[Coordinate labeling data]
┏━━

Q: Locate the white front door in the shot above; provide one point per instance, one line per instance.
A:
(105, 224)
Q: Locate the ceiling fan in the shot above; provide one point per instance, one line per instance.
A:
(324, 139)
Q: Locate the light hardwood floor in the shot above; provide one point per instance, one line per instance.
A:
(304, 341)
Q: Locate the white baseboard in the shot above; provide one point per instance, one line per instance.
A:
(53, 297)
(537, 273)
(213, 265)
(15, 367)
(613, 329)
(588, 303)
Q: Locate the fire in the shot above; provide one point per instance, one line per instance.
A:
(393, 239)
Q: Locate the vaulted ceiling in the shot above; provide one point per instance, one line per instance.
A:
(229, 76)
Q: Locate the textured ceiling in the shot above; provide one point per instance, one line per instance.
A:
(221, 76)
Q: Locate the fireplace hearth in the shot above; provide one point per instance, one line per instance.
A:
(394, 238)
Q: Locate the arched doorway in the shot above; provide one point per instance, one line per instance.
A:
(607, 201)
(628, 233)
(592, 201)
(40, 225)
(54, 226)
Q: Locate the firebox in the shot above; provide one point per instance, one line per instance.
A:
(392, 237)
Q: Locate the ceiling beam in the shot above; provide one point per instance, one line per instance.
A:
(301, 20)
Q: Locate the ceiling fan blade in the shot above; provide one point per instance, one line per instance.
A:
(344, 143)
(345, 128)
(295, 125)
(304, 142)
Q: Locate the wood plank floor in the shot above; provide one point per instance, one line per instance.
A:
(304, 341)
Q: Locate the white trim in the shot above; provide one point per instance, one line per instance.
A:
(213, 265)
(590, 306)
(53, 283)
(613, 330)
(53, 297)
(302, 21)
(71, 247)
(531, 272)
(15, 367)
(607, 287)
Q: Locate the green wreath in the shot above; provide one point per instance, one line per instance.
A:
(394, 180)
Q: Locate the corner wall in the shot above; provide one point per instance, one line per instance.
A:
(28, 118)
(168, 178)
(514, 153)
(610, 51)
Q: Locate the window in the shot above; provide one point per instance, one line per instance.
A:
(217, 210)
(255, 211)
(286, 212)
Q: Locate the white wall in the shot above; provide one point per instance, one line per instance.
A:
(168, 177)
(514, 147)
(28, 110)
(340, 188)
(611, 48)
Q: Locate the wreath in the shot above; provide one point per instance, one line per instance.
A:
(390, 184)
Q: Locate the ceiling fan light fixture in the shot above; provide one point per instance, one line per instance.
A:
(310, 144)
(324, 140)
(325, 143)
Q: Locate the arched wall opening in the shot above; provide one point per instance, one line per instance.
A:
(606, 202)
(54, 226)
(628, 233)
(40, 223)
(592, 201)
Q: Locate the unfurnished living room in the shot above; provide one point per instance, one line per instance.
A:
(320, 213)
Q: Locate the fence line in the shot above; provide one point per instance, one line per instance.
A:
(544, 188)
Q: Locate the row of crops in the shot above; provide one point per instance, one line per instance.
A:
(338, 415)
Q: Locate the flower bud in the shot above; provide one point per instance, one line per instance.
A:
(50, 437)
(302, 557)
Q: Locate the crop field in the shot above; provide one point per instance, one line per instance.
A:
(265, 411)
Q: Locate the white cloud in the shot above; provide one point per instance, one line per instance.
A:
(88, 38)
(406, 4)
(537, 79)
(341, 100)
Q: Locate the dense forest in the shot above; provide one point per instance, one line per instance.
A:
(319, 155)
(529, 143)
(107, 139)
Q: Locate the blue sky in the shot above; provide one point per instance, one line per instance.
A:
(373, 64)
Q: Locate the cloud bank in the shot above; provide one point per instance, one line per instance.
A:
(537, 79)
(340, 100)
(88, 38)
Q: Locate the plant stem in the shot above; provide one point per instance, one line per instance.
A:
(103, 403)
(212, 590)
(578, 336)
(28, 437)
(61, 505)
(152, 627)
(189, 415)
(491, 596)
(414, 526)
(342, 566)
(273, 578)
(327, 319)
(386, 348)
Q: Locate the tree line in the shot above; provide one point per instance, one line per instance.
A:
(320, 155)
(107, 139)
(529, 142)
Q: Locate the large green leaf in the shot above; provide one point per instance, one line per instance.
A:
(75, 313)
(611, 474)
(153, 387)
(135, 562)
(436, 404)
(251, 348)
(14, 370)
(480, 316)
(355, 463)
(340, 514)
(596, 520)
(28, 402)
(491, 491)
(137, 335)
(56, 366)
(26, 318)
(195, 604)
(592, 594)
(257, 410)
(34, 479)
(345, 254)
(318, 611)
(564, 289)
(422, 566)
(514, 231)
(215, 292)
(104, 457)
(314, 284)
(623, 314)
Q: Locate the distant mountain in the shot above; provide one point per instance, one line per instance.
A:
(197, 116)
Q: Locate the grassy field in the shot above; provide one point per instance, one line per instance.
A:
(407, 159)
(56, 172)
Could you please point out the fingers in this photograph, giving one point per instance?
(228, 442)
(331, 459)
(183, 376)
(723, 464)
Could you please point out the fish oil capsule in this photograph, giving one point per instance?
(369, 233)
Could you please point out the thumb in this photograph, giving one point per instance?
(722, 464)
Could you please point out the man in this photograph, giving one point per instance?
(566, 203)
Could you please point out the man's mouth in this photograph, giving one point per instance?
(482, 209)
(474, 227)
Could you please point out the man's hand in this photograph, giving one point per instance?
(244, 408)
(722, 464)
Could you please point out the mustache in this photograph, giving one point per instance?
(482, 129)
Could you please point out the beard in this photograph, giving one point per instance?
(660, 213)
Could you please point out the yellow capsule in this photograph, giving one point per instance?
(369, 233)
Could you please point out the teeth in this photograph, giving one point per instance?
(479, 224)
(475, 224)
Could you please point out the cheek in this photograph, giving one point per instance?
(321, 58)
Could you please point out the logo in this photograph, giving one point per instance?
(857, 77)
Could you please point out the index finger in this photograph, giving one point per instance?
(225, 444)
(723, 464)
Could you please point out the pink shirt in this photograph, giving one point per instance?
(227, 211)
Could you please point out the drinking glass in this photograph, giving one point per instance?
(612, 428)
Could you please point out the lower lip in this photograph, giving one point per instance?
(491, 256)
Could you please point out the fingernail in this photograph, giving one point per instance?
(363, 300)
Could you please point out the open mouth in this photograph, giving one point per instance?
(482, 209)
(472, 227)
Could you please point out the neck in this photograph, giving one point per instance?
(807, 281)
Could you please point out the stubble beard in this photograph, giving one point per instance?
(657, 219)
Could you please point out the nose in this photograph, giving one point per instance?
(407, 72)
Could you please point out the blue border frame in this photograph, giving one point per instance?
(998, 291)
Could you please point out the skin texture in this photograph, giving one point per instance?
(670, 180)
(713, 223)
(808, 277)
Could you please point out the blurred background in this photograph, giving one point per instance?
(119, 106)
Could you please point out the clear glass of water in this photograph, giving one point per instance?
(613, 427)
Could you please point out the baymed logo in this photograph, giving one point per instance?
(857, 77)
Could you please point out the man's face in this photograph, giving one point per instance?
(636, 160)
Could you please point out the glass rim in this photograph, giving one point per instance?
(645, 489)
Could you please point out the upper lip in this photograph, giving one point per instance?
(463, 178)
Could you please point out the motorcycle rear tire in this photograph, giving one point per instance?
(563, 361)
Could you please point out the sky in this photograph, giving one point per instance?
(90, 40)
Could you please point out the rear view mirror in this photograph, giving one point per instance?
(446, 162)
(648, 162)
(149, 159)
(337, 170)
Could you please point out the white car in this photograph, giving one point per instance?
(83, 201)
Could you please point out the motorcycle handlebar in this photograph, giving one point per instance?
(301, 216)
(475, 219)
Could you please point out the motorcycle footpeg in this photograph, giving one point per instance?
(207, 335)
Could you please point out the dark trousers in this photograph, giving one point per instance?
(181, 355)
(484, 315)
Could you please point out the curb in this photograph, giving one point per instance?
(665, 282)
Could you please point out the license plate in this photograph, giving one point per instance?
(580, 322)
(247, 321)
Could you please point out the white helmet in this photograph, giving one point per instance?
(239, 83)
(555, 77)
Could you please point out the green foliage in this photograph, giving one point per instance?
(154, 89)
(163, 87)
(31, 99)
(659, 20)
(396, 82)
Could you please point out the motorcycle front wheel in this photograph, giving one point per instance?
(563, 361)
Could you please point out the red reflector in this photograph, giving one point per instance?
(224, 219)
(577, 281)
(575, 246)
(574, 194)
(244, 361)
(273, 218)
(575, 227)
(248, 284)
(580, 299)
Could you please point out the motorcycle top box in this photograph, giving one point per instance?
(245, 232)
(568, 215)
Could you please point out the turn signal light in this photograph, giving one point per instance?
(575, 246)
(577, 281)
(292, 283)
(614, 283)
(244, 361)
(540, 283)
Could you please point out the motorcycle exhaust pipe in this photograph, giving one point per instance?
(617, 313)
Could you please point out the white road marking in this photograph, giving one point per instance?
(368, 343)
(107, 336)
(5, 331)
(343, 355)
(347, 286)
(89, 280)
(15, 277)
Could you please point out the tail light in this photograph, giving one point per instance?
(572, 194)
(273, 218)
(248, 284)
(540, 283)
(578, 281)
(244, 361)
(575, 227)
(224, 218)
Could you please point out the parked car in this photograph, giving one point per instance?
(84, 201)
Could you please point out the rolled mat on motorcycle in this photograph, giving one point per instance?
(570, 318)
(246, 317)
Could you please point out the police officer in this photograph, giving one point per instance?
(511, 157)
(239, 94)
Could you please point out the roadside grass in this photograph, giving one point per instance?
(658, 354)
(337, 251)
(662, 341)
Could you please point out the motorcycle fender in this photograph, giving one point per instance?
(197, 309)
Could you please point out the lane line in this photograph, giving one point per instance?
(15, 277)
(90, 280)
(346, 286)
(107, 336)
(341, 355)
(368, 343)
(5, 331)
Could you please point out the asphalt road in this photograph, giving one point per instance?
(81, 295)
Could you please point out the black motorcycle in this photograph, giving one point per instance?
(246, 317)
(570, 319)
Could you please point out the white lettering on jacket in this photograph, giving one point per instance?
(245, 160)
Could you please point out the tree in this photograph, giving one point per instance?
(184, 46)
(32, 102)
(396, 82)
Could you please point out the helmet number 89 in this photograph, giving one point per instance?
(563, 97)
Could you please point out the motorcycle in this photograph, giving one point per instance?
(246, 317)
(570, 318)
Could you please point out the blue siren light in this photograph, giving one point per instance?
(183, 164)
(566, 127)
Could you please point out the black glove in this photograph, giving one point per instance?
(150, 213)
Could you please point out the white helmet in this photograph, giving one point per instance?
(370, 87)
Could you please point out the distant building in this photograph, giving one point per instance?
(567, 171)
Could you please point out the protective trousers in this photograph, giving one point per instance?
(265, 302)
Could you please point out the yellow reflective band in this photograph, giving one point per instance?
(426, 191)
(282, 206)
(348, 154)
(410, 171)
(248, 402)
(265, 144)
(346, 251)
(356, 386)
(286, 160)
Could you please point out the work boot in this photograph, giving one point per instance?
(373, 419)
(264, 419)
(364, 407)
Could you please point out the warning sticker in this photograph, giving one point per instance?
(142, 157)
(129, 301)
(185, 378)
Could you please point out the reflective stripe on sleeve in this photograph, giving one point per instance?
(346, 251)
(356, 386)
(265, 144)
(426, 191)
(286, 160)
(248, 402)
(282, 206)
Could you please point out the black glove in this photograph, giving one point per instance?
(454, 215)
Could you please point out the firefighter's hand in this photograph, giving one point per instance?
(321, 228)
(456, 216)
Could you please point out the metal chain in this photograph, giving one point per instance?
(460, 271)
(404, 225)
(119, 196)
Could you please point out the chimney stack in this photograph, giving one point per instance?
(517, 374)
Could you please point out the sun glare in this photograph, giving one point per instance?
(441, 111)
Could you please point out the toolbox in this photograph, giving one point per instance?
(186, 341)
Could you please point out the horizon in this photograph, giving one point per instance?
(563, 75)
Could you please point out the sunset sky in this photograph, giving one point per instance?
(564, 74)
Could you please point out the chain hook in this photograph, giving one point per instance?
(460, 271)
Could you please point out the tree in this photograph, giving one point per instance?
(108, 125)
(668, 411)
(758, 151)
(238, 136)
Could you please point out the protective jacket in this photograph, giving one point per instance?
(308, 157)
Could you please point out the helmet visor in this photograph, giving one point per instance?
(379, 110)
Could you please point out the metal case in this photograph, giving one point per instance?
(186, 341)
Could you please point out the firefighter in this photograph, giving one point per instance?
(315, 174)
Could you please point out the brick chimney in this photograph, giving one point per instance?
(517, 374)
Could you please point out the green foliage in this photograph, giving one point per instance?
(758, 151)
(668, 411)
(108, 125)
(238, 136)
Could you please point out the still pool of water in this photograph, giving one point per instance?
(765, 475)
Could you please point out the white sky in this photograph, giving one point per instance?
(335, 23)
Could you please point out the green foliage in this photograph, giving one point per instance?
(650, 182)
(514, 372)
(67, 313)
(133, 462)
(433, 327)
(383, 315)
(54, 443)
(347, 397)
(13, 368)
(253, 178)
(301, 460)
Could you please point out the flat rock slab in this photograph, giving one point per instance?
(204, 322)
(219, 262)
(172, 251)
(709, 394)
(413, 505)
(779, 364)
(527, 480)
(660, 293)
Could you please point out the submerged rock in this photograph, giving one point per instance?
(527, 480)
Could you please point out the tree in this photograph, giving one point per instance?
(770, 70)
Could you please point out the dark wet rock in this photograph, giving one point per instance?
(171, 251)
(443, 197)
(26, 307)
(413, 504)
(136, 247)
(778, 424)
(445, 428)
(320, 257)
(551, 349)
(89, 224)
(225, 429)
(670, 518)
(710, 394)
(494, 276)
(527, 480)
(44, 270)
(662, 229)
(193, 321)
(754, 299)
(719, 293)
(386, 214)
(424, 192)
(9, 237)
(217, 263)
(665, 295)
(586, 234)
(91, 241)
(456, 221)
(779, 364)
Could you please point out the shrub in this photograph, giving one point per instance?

┗━━

§ WRITTEN TASK: Each line from the one containing "Could you please point out the dark wet" through the end of the entries, both included, is to be returned exactly, with no other lines.

§ ANSWER FOR THIS EXERCISE:
Could you please point out the dark wet rock in this photograph, giving one point per instance?
(171, 251)
(443, 197)
(26, 307)
(413, 504)
(136, 247)
(778, 424)
(445, 428)
(320, 257)
(551, 349)
(89, 224)
(225, 429)
(670, 518)
(710, 394)
(494, 276)
(527, 480)
(44, 270)
(662, 229)
(193, 321)
(754, 299)
(719, 293)
(386, 214)
(424, 192)
(9, 237)
(217, 263)
(665, 295)
(586, 234)
(91, 241)
(456, 221)
(779, 364)
Could you please point out the shrub in this photograph, giving one point per instance?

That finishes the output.